STATED EXERCISE A:
Using the amendment text below, answer these:
(i) What date is the First Amendment dated as of?
(ii) Under the laws of which place is PartnerRe Ltd. organized?
(iii) Which bank acts as Administrative Agent?

FIRST AMENDMENT

EX-10.1 3 dex101.htm FIRST AMENDMENT TO THE CREDIT AGREEMENT First Amendment to the Credit Agreement

Exhibit 10.1

FIRST AMENDMENT

          FIRST AMENDMENT (this “First Amendment”), dated as of December 23, 2002, among PARTNERRE LTD., a company organized under the laws of Bermuda (the “Company”), the Designated Subsidiary Borrowers (as defined in the Credit Agreement referred to below), the lending institutions from time to time party to the Credit Agreement referred to below (each a “Lender” and, collectively, the “Lenders”), and JPMORGAN CHASE BANK, as Administrative Agent (the “Administrative Agent”).  Unless otherwise defined herein, all capitalized terms used herein and defined in the Credit Agreement referred to below are used herein as so defined.

THE INPUT:
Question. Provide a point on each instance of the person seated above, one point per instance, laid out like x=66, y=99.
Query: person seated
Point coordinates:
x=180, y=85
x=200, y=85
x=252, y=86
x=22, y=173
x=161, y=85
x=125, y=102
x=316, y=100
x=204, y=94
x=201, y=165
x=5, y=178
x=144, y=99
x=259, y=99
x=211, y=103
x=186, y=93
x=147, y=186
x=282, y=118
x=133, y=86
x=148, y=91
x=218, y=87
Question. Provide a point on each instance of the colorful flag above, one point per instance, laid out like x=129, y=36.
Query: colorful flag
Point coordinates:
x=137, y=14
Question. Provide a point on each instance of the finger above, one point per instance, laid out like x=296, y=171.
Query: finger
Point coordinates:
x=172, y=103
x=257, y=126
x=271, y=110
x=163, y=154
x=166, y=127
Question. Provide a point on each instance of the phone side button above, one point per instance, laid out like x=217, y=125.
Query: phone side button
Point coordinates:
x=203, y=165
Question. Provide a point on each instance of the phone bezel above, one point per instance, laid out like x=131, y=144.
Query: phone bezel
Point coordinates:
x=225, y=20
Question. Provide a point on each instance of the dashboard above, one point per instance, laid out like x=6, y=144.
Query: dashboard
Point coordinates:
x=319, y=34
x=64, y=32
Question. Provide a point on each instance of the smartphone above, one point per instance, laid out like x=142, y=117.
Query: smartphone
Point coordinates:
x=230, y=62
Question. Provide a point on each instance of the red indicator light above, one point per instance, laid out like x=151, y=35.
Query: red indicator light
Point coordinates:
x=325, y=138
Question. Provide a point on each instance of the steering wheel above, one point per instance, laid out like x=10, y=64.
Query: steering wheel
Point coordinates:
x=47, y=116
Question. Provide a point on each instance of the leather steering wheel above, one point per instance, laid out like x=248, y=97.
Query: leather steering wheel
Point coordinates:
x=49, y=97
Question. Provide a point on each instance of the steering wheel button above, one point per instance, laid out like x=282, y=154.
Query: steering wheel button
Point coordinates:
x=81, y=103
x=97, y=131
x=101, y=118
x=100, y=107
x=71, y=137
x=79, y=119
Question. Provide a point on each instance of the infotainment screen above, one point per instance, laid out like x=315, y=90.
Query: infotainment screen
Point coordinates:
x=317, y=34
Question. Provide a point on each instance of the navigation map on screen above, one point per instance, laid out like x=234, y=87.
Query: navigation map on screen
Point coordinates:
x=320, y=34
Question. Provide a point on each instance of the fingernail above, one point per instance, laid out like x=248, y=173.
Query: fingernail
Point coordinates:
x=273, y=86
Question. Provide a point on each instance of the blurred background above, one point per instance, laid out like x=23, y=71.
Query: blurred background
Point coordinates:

STATED EXERCISE B: Show each line of the entries above that contains the word "blurred".

FULL ANSWER A:
(i) December 23, 2002
(ii) Bermuda
(iii) JPMorgan Chase Bank

FULL ANSWER B:
Question. Provide a point on each instance of the blurred background above, one point per instance, laid out like x=23, y=71.
Query: blurred background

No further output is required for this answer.